▶ [Work to be completed]: The records should be restated exactly from their first line through the line with "the grass lawn" in it.
--- Data to use Enclosed Below ---
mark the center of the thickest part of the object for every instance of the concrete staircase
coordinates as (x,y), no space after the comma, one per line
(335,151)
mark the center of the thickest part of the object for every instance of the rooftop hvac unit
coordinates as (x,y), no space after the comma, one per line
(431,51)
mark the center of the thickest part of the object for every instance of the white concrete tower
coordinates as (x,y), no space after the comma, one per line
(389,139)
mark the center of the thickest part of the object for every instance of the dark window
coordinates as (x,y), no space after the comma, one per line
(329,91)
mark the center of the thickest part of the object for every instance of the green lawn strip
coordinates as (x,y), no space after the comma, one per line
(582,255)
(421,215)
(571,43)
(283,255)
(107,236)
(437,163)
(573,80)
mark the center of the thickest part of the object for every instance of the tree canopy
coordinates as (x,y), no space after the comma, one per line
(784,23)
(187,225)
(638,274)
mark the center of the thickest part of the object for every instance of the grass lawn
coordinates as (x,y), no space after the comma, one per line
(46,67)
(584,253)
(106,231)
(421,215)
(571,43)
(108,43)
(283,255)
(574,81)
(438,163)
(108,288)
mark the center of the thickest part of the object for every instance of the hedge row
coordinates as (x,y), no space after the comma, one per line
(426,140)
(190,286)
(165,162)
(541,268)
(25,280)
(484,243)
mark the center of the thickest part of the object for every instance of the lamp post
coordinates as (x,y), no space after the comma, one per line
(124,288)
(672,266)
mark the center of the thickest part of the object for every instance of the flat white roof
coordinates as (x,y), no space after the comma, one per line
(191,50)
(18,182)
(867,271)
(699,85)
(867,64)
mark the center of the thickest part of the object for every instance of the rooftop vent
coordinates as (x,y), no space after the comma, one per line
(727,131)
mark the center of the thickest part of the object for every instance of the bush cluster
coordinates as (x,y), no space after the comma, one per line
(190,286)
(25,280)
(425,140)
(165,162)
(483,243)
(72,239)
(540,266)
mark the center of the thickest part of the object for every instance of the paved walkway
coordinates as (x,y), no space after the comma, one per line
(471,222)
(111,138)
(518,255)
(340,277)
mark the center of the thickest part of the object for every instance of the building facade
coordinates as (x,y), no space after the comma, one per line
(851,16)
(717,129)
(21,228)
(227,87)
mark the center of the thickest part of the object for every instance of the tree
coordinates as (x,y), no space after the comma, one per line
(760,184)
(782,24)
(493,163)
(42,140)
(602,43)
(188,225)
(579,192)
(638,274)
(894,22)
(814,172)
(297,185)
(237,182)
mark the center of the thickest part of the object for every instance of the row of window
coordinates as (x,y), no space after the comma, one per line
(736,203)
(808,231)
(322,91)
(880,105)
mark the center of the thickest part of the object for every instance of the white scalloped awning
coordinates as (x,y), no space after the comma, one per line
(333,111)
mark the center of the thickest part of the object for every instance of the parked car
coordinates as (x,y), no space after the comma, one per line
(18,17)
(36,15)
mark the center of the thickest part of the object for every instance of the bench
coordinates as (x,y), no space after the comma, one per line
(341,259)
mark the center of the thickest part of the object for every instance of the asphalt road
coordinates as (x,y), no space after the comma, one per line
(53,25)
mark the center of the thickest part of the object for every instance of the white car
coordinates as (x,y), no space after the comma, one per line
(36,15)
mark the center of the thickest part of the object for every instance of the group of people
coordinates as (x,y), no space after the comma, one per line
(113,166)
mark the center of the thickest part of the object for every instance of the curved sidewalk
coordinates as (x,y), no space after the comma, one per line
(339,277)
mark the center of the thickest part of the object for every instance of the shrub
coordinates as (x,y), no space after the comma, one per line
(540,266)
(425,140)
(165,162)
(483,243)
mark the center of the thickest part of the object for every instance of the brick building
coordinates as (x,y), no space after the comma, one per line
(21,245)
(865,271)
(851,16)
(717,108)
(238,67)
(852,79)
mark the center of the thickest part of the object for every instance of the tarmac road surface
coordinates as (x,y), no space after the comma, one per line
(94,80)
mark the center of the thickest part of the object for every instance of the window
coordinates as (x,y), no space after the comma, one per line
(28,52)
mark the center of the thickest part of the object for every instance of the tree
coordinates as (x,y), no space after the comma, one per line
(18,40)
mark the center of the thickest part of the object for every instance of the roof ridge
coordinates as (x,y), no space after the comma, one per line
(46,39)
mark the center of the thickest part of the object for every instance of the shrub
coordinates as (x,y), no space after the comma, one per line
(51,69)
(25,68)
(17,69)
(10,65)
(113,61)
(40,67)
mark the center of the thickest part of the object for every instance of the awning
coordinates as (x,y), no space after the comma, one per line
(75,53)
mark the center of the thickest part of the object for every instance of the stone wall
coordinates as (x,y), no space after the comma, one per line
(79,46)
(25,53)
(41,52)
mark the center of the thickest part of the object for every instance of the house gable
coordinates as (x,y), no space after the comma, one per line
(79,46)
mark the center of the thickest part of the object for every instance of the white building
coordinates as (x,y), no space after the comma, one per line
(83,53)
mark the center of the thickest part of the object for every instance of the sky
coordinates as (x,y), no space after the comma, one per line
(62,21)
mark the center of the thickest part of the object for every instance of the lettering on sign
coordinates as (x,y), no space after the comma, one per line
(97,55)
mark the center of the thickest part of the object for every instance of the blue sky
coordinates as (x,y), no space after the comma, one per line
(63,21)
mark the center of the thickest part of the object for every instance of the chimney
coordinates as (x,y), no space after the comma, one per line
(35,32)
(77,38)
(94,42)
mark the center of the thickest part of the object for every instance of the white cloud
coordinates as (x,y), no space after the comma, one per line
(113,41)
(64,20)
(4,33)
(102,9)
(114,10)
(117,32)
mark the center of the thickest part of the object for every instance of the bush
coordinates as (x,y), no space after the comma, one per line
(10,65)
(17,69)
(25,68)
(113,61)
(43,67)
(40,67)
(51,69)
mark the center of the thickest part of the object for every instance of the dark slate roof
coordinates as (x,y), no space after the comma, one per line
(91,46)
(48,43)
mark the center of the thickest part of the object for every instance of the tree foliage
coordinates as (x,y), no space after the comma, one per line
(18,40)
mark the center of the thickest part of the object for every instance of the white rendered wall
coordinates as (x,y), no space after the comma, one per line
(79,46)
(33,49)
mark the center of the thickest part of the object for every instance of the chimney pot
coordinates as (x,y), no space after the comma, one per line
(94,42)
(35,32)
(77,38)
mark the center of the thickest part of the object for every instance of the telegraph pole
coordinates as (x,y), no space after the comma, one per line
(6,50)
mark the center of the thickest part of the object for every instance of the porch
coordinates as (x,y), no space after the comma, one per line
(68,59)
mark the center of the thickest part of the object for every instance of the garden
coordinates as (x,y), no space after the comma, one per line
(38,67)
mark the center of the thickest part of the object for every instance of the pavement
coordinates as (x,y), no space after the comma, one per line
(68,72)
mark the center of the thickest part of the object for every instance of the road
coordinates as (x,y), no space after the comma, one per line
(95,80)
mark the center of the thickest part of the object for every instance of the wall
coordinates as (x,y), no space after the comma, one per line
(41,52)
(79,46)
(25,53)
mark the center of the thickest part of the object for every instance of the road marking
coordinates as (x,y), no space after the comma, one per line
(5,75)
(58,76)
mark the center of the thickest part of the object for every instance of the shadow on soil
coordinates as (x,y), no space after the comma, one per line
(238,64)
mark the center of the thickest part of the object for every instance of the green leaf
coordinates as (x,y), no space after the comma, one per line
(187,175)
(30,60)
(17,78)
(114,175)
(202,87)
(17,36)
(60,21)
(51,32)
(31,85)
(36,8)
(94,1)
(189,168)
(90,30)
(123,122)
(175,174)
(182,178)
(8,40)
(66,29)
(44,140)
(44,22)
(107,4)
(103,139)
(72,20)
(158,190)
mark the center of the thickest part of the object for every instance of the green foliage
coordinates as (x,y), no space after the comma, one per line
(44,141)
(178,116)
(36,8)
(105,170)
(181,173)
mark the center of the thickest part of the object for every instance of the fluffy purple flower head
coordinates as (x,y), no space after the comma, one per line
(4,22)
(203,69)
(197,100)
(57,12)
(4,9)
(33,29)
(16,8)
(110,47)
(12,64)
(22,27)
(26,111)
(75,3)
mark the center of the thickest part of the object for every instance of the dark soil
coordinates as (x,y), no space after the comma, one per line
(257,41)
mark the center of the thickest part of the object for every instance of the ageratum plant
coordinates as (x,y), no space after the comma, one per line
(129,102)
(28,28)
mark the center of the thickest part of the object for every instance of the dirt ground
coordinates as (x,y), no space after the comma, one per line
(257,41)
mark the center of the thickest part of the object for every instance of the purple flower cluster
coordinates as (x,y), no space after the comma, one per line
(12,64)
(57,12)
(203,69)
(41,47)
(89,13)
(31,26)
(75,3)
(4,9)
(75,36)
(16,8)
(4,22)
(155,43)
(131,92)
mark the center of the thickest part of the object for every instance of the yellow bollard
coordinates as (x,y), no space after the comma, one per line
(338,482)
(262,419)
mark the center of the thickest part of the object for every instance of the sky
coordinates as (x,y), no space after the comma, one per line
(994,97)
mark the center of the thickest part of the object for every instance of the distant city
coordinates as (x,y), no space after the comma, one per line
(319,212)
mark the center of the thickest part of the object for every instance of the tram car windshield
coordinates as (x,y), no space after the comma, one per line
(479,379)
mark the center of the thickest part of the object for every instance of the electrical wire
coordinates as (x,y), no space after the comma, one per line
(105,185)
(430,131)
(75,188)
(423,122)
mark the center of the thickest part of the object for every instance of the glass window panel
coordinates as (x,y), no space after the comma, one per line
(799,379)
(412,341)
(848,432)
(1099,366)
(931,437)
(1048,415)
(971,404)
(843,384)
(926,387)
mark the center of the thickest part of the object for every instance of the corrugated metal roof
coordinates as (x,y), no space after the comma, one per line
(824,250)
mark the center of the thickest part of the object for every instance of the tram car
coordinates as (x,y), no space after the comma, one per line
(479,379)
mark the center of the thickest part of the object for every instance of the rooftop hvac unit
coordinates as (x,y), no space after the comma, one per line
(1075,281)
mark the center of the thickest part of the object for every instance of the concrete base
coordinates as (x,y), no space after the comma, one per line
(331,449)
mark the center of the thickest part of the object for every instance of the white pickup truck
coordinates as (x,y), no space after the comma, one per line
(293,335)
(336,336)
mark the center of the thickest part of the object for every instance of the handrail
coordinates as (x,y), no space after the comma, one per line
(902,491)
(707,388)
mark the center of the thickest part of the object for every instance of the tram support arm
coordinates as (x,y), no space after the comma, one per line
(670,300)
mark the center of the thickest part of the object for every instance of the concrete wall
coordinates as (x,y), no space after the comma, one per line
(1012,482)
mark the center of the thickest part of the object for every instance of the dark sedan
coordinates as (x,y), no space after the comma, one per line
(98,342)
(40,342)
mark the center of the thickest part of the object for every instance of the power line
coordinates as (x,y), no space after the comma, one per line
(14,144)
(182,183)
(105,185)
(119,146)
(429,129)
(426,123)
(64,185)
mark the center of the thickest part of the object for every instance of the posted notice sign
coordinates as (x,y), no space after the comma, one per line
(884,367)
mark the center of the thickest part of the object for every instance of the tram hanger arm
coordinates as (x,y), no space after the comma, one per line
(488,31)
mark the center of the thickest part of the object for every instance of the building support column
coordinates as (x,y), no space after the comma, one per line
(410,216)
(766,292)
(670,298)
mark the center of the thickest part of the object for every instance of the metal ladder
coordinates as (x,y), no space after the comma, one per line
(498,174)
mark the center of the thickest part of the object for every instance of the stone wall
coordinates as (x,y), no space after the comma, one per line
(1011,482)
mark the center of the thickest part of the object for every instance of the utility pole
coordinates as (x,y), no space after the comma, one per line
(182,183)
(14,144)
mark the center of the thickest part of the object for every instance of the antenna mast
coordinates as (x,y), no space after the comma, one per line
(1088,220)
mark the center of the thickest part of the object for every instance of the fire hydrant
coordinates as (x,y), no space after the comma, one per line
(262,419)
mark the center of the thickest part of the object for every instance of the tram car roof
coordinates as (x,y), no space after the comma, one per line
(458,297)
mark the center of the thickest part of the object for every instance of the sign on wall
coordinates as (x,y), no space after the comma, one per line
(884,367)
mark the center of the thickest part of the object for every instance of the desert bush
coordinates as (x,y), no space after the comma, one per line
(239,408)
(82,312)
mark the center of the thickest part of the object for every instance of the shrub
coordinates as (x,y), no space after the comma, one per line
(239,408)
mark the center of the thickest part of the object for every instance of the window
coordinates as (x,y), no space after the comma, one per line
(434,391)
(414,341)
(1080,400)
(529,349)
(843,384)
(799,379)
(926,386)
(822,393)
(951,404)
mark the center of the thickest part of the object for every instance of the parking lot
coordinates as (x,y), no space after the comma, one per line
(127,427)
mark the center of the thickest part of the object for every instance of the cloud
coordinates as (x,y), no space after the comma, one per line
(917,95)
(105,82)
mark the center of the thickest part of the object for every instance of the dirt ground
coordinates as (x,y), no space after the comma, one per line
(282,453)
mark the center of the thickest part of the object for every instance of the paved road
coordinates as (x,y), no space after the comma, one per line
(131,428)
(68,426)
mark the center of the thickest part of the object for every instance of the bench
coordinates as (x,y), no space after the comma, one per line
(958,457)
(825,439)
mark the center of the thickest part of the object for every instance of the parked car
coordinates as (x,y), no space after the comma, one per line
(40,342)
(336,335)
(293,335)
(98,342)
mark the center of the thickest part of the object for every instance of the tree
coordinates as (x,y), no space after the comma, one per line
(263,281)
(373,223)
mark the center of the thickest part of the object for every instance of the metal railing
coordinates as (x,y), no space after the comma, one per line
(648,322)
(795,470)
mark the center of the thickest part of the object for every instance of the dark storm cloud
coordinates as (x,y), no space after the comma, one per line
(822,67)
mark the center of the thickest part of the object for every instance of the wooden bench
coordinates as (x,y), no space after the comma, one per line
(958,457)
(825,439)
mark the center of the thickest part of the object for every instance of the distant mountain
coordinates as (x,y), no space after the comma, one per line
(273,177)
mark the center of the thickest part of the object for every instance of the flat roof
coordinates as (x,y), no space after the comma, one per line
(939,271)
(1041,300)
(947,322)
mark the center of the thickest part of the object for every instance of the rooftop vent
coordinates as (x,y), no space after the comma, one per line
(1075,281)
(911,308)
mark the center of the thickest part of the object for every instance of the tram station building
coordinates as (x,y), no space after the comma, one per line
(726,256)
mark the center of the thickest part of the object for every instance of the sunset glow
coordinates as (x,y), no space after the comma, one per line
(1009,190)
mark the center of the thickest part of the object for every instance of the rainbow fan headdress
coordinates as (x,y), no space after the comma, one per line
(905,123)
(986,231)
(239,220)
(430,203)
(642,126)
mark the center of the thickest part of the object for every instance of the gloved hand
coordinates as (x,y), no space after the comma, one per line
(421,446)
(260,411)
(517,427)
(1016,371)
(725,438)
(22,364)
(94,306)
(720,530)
--- End of Enclosed Data to use ---
▶ [Result of this exercise]:
mark the center of the thickest part of the object for every instance of the concrete staircase
coordinates as (x,y), no space after the comma, one per line
(335,151)
mark the center of the thickest part of the object for every instance of the rooftop hvac unit
coordinates as (x,y), no space after the comma, one per line
(431,51)
mark the center of the thickest part of the object for every instance of the white concrete tower
coordinates as (x,y), no space after the comma, one per line
(389,139)
mark the center of the thickest part of the object for every instance of the dark window
coordinates as (x,y), no space after the comma, one per line
(329,91)
mark the center of the thickest part of the object for every instance of the green lawn strip
coordinates as (x,y), no space after the comma, one per line
(582,255)
(421,215)
(571,43)
(283,255)
(107,236)
(437,163)
(573,80)
mark the center of the thickest part of the object for every instance of the tree canopy
coordinates as (x,y), no space after the comma, one per line
(784,23)
(187,225)
(638,274)
mark the center of the thickest part of the object for every instance of the grass lawn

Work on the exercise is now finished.